Problem requirements: Give every line from the entries that contains "sidewalk".

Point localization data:
------------------------------------------------------------------------

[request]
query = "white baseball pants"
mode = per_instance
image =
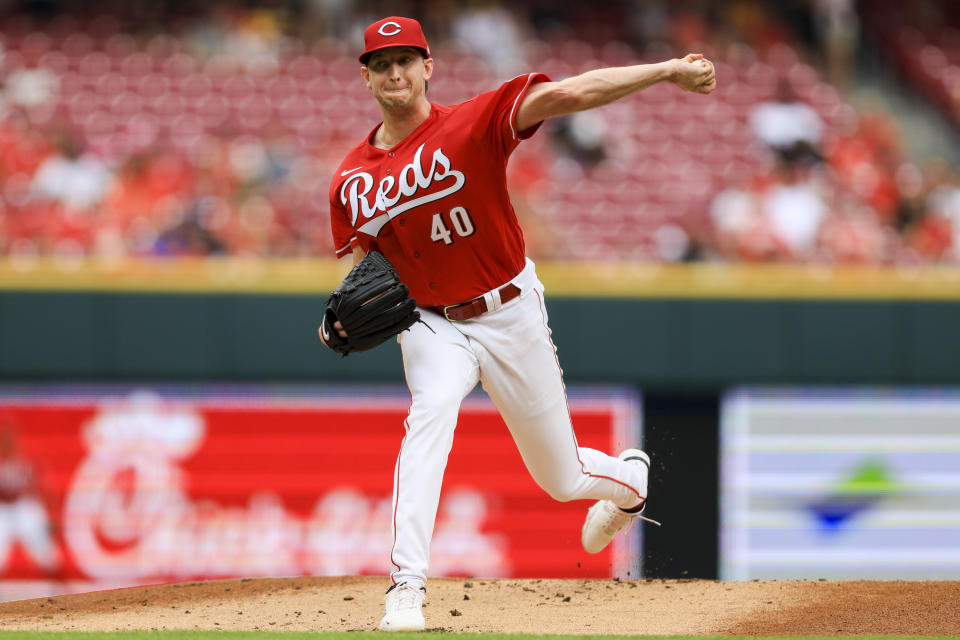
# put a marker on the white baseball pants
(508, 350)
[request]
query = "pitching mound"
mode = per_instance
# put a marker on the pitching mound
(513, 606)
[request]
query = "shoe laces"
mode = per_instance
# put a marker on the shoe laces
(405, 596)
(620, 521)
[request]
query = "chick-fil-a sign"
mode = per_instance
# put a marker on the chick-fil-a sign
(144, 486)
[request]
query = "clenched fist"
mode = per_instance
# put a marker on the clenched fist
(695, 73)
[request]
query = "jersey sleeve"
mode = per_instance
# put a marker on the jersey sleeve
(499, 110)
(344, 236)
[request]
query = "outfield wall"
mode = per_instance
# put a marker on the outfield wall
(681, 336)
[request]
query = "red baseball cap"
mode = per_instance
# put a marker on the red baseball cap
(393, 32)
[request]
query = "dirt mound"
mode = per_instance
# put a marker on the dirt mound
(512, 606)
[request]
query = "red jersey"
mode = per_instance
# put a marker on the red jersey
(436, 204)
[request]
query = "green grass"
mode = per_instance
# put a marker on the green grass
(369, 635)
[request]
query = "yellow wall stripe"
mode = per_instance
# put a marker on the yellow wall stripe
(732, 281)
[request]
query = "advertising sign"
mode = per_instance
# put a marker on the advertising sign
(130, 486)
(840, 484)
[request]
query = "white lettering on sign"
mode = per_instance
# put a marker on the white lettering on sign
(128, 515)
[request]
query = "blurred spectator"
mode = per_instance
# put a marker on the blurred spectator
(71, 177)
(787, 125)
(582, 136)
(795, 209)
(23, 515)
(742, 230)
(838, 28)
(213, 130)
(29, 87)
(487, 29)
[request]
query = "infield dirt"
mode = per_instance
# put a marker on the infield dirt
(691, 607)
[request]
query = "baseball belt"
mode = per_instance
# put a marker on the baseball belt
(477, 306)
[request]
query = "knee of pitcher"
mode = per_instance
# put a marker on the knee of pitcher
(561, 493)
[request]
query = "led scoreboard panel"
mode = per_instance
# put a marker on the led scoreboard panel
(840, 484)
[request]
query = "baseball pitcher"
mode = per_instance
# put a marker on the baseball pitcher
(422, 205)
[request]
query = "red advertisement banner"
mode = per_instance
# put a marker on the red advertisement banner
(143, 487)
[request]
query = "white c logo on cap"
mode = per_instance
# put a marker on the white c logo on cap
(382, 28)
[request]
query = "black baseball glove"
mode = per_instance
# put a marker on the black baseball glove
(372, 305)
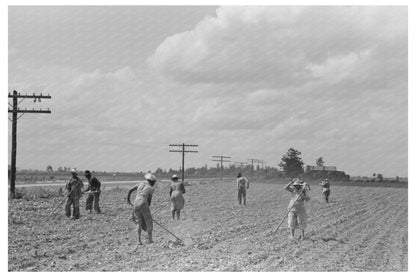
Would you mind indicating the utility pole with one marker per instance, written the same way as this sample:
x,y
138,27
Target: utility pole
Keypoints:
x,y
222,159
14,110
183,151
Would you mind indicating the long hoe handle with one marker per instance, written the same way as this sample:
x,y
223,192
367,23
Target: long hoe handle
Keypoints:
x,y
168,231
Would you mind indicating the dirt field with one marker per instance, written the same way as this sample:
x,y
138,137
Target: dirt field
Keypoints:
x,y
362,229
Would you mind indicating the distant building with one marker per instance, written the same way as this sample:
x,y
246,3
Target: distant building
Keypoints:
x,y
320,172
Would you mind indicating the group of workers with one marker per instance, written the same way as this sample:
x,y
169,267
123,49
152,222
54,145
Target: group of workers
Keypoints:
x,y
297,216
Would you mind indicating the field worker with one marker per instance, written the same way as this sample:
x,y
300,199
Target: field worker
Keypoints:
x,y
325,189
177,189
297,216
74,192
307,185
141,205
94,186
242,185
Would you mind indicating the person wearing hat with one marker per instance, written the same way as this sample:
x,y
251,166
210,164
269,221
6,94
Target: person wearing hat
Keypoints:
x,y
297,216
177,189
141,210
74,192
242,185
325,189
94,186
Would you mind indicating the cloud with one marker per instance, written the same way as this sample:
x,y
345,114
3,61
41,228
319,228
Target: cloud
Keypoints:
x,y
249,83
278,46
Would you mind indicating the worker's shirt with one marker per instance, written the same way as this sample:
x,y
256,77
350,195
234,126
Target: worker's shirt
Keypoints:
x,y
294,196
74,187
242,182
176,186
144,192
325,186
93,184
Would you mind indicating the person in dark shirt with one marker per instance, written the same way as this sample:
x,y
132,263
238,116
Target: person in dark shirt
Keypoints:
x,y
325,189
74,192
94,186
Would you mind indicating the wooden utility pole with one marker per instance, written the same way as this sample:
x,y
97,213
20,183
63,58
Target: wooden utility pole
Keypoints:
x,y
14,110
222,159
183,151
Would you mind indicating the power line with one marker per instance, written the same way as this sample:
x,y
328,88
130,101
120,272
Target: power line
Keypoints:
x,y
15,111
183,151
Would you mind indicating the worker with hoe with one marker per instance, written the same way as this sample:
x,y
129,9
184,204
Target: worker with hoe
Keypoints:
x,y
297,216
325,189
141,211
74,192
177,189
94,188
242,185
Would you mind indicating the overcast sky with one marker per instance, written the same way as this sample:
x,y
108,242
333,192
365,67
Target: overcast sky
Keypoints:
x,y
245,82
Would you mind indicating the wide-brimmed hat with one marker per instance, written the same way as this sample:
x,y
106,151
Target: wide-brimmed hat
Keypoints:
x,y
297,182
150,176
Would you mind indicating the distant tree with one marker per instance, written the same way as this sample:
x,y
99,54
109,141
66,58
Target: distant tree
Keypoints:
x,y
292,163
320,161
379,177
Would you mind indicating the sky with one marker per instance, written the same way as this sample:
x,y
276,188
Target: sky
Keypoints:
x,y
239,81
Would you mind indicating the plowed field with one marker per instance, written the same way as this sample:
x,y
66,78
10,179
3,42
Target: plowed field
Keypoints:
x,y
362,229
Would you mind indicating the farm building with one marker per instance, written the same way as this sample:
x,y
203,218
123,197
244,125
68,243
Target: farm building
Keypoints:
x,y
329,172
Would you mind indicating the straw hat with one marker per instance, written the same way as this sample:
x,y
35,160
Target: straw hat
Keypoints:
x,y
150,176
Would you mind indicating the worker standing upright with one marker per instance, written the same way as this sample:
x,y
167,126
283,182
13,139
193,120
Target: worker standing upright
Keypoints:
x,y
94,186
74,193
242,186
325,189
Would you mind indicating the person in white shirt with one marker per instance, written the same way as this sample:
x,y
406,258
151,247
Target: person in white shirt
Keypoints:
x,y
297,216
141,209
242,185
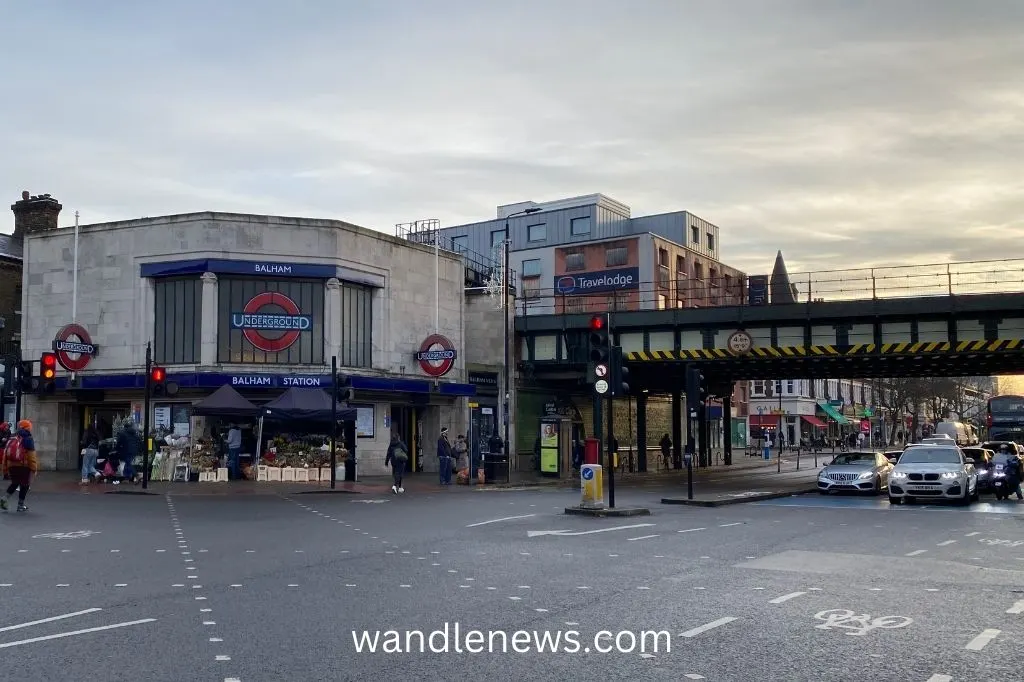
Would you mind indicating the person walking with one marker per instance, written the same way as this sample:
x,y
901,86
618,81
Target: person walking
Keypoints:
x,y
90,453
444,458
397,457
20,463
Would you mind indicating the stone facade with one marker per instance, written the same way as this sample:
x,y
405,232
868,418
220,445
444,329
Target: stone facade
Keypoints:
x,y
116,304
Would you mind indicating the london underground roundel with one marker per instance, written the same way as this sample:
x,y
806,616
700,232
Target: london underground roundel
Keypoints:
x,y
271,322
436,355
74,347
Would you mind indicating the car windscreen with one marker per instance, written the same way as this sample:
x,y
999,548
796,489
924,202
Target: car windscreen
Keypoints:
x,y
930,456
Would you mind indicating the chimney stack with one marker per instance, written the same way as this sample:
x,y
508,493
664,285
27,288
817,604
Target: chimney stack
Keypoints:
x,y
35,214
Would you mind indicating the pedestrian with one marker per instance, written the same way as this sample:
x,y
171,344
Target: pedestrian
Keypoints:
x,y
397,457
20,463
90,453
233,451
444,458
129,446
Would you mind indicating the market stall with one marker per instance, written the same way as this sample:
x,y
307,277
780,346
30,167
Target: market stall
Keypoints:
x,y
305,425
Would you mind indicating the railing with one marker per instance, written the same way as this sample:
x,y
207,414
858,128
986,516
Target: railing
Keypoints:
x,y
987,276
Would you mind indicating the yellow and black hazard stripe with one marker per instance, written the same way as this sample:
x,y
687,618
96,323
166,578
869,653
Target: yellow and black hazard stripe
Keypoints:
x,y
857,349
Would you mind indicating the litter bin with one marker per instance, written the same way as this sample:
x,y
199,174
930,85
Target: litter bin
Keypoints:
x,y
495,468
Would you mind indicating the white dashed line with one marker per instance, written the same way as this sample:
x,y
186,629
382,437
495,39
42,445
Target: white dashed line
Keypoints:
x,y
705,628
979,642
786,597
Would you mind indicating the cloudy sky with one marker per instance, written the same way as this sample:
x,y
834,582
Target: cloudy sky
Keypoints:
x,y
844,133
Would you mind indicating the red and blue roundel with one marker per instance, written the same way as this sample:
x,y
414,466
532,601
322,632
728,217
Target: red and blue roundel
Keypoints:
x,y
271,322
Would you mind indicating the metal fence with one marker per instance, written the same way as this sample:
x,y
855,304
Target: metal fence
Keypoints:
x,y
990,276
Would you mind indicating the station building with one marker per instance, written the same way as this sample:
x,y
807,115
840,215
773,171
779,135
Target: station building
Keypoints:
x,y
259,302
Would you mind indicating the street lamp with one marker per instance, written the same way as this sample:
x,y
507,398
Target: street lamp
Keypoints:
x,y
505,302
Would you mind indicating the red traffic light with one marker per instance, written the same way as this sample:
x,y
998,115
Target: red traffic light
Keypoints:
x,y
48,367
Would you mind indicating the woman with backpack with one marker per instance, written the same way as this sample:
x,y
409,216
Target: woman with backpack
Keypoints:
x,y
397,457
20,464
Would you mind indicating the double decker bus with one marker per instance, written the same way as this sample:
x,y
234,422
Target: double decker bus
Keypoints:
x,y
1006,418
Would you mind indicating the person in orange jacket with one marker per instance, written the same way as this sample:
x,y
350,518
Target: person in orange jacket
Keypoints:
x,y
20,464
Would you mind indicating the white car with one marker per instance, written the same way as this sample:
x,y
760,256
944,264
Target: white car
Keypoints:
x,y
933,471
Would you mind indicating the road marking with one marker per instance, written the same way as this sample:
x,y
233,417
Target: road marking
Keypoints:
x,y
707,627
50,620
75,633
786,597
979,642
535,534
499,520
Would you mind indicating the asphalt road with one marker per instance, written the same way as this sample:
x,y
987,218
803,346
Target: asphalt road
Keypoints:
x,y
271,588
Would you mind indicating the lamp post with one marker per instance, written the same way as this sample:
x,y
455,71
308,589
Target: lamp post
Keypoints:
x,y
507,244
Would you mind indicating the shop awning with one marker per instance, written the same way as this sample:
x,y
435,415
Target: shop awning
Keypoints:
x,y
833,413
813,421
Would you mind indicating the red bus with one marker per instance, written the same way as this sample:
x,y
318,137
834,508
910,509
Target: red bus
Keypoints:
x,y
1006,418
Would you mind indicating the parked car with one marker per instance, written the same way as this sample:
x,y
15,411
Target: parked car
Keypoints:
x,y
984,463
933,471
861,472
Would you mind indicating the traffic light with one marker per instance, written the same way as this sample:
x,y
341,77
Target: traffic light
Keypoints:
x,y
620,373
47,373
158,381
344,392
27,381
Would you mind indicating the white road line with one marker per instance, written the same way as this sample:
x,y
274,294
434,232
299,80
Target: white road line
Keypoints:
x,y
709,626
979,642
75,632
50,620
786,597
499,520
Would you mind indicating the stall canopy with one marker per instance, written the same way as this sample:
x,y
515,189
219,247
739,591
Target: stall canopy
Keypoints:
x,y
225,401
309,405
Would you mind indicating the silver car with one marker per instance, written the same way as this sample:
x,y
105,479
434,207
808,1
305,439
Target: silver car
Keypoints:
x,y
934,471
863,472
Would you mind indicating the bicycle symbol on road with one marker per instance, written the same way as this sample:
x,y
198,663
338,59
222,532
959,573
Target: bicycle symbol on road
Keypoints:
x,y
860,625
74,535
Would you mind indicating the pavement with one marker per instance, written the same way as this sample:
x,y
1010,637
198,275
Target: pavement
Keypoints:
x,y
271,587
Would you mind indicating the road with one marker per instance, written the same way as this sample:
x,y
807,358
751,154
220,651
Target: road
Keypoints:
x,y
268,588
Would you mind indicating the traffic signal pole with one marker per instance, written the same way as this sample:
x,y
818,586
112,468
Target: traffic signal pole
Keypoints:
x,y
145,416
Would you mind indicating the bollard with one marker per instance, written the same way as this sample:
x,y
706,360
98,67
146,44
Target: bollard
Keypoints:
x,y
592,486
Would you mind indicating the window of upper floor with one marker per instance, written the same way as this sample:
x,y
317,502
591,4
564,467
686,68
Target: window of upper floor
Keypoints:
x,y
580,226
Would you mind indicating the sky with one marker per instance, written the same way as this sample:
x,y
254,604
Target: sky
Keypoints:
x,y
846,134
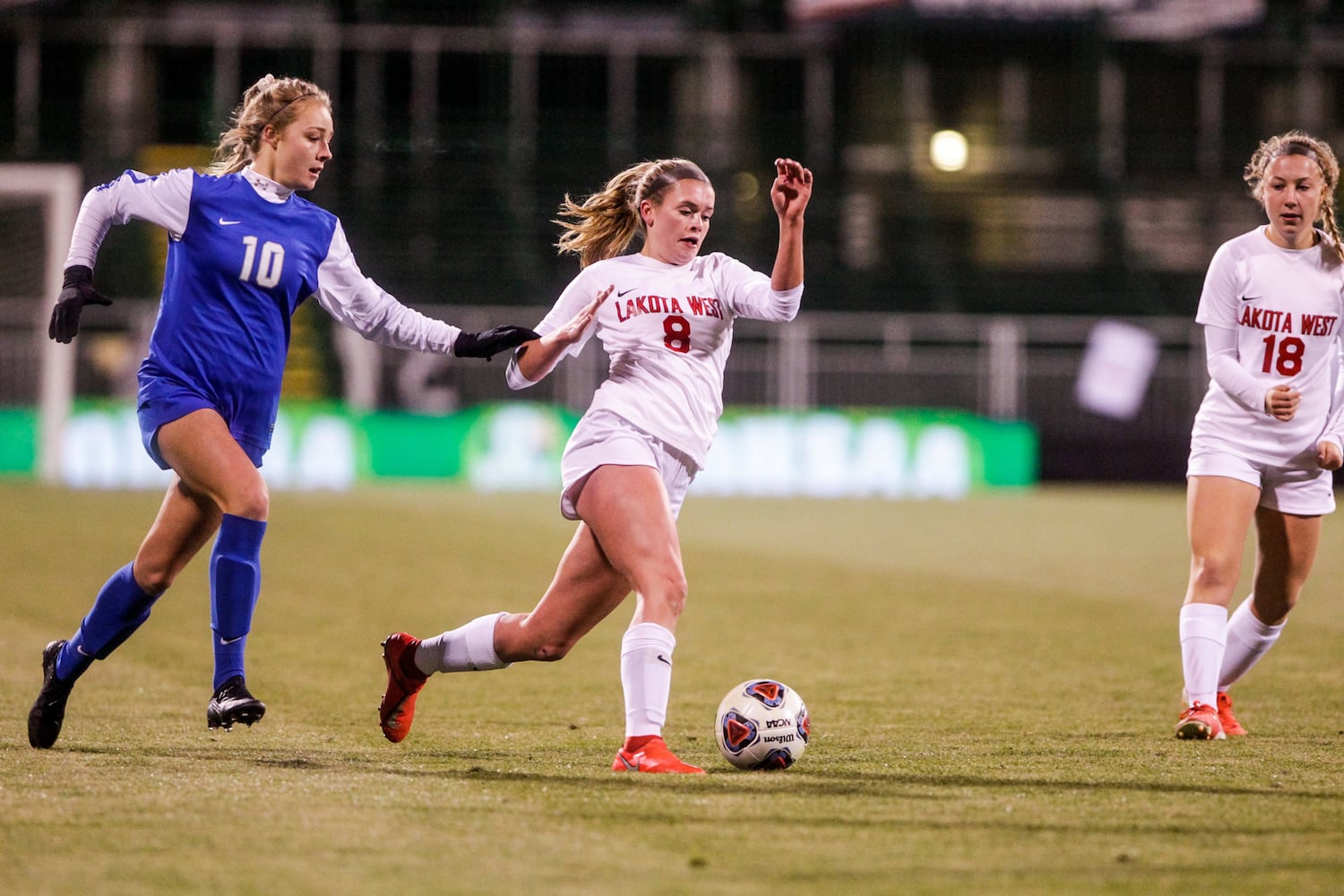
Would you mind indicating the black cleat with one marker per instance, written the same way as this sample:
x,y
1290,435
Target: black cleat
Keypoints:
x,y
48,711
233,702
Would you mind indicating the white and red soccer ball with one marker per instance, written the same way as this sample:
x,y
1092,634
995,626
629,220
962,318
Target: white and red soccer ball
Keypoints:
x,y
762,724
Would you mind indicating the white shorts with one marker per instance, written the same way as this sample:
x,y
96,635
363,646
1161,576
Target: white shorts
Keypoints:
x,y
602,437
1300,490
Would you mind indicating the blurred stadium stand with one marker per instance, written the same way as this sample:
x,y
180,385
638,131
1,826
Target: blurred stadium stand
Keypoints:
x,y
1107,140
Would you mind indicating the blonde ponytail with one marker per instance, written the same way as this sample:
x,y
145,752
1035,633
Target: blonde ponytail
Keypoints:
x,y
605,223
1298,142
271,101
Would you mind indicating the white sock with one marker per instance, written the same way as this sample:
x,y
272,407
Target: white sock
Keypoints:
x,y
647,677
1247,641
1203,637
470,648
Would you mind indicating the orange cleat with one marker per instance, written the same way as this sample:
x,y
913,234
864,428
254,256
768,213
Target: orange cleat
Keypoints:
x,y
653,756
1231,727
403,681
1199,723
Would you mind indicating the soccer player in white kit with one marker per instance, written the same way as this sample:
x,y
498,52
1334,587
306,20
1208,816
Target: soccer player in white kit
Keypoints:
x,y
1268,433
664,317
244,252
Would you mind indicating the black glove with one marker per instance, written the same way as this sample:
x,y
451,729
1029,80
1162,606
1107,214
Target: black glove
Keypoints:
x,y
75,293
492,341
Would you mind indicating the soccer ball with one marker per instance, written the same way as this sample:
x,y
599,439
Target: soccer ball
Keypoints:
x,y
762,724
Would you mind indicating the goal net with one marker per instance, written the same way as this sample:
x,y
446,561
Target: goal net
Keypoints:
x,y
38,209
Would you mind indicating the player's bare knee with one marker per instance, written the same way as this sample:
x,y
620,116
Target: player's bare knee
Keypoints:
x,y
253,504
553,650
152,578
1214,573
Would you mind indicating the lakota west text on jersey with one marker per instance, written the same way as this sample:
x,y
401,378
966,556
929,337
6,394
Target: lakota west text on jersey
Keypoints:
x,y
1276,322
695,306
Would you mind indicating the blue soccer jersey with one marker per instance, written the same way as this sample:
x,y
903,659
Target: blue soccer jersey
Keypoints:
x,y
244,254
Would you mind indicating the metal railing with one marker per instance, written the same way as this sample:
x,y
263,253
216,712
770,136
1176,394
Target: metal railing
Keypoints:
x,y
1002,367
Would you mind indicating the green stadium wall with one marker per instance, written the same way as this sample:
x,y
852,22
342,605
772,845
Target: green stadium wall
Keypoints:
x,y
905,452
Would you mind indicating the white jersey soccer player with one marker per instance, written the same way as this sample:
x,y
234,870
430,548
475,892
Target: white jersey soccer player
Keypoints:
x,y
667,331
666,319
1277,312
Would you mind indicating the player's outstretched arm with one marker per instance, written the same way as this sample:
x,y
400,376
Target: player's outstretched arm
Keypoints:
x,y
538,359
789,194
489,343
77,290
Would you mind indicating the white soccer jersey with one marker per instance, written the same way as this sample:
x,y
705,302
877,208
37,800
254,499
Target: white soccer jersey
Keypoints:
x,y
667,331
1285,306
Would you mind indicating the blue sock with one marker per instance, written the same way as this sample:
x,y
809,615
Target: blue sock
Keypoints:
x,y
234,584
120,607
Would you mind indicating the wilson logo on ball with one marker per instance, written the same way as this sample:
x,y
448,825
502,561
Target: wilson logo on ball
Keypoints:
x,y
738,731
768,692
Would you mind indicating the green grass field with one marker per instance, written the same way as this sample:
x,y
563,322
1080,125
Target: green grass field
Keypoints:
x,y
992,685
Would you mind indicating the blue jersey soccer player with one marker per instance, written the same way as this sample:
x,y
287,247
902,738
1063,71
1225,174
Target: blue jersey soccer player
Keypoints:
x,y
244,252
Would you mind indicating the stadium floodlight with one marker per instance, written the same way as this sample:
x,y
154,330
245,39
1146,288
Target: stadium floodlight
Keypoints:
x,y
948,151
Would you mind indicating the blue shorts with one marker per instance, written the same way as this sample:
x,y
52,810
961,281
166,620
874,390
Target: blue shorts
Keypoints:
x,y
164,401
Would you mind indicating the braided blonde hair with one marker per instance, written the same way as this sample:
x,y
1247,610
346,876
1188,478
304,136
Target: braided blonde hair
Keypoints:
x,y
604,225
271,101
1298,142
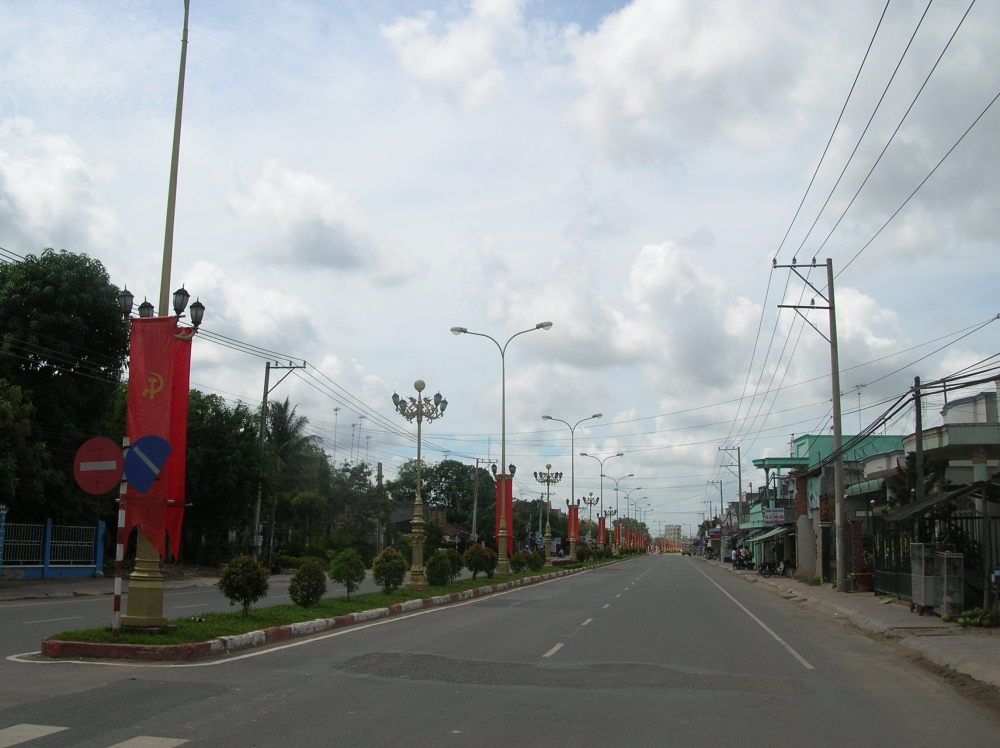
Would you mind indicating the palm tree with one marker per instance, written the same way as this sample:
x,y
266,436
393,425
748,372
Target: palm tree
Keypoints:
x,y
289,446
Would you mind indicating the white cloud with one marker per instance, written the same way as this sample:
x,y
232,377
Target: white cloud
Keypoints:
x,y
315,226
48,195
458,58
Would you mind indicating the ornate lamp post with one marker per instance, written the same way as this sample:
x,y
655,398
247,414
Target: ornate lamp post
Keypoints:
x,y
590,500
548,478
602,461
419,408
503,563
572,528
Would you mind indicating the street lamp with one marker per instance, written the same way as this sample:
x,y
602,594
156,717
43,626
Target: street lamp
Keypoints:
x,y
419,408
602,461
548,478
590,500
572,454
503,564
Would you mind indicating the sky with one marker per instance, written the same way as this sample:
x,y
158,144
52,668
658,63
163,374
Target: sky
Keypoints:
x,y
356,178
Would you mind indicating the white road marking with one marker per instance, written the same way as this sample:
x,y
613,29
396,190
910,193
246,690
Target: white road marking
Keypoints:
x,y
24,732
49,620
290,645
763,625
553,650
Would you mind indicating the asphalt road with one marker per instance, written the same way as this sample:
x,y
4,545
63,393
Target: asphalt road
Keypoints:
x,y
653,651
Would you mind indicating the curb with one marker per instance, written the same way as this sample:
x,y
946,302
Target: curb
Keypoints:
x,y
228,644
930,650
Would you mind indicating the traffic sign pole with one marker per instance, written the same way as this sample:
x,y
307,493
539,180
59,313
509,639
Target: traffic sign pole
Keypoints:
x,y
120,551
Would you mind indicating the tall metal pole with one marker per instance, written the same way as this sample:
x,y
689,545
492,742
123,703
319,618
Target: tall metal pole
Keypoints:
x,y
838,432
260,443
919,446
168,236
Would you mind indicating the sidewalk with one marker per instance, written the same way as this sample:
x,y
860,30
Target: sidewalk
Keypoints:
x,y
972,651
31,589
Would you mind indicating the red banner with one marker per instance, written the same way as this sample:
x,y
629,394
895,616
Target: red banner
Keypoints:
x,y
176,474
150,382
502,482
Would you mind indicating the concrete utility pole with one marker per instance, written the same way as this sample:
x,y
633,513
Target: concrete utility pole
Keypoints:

------------------------------------------------------------------------

The completed task:
Would you mind indicating the sidewalk with one marker per instance, written the same way as this sample:
Target: sidewalk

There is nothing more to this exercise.